◆ WORK ORDER ◆
Please extend the article on stem cell research below, writing on from its final sentence.

━━ PASSAGE FOR REVIEW ━━

January 1, 2010 (Vol. 30, No. 1)

Scientists in Academia Are Pushing Young Field Ahead with Diverse Range of Applications

The field of stem cell research is progressing rapidly despite technical and policy challenges. In fact, the global stem cell market is estimated to reach $88.3 billion by 2014, with the U.S. holding 60% of the market, according to a 2009 report from Bharat Book Bureau. 

Although U.S. embryonic stem cell research guidelines have been relaxed since President Obama’s Executive Order this past July, several states (South Dakota, Louisiana, Arizona, Texas, and Oklahoma) are trying to restrict or altogether ban these efforts. In addition, there is still no federal law that prohibits reproductive cloning in the U.S.

In the U.K., however, such guidelines were established in 1990 via the Human Fertilization and Embryology Authority (HFEA). This group grants research licenses to individuals applying to use human embryos and regulates all clinics performing reproductive medicine. In 2001, its permission guidelines for embryonic research were expanded to include efforts under way to better understand human development and disease and to create new therapies.

Stephen Minger, Ph.D., former professor and director of the stem cell biology lab at King’s College, London, was the first researcher to obtain an HFEA license under these guidelines and reportedly the first to generate a human embryonic stem cell line in the U.K. Currently head of R&D for cell technologies at GE Healthcare, Dr. Minger’s academic work focused on developing cell therapy for diseases like multiple sclerosis, heart failure, and retinal disorders. The group utilized embryos with genetic mutations to develop cell lines in order to study the molecular basis of diseases.

According to Dr. Minger, this approach has advanced induced pluripotent stem cells (iPSC), allowing the creation of disease-specific cell lines from anyone with a known genetic mutation. “This opens up a whole new arsenal of approaches we didn’t have before and is moving research away from animal models and more into cell-based human models,” he reported at Select Biosciences’ “Stem Cells Europe,” meeting, which was held recently in Edinburgh.

━━━
━━ ENTRIES PROVIDED ━━

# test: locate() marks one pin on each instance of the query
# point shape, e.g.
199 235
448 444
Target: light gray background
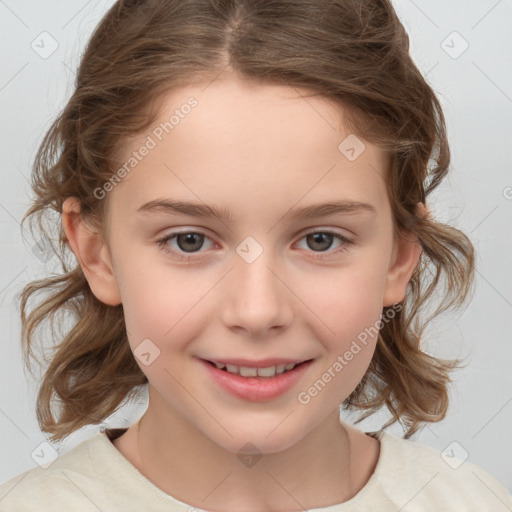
475 89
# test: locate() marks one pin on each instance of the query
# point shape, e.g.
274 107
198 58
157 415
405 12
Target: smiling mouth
267 372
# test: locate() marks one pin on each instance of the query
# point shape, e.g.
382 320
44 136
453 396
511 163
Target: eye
190 242
322 241
187 241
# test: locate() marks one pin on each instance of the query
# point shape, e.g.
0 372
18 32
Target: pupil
188 238
317 238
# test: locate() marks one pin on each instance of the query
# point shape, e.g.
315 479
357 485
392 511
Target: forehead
237 142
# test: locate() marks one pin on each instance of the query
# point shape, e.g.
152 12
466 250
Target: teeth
245 371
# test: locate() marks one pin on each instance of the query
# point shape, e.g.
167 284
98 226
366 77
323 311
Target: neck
182 462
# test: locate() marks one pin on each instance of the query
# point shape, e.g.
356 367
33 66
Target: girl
293 145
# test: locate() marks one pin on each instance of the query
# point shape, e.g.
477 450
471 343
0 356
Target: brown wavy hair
355 53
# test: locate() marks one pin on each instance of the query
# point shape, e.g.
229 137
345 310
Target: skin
259 150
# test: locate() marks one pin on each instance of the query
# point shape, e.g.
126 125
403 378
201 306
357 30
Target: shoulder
65 482
424 478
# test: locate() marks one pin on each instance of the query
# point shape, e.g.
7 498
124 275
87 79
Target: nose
257 297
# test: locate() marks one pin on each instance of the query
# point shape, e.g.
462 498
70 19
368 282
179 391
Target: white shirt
408 477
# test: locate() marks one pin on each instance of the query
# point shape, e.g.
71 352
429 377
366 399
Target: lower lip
256 389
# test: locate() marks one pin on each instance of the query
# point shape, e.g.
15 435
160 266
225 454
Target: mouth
256 381
261 370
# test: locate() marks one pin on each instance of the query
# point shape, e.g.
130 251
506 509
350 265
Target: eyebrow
203 210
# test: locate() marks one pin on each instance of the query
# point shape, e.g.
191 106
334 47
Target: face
266 284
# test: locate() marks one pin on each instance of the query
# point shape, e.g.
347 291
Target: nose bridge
258 300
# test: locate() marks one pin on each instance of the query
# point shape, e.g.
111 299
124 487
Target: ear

━━━

◆ RESPONSE BOX ◆
Dr. Minger said that, although stem cell research is a young field, there has been a lot of progress academically and commercially growing cells under better conditions and to greater scale. “We probably still don’t have optimal growth conditions and differentiation protocols are still under development.”

Questions remain as to whether it’s possible to generate cells of high enough purity and quality for drug screening or predictive toxicology. “What purity do cells have to be to constitute a good clinical product? Is 95% acceptable if you know what the other 5% are?”

Questions also remain regarding clinical development. “We need to develop automated systems and technology to monitor the cells, to be able to grow the trillions of cells required to take cell therapy into real clinical practice. It’s impossible to say we’ll be there in two years or ten years. We still have quite a long way to go.”

GE Healthcare and Geron entered into a global license and collaboration agreement in June 2009 to develop and commercialize cellular assay products derived from human embryonic stem cells for use in drug discovery, development, and toxicity screening.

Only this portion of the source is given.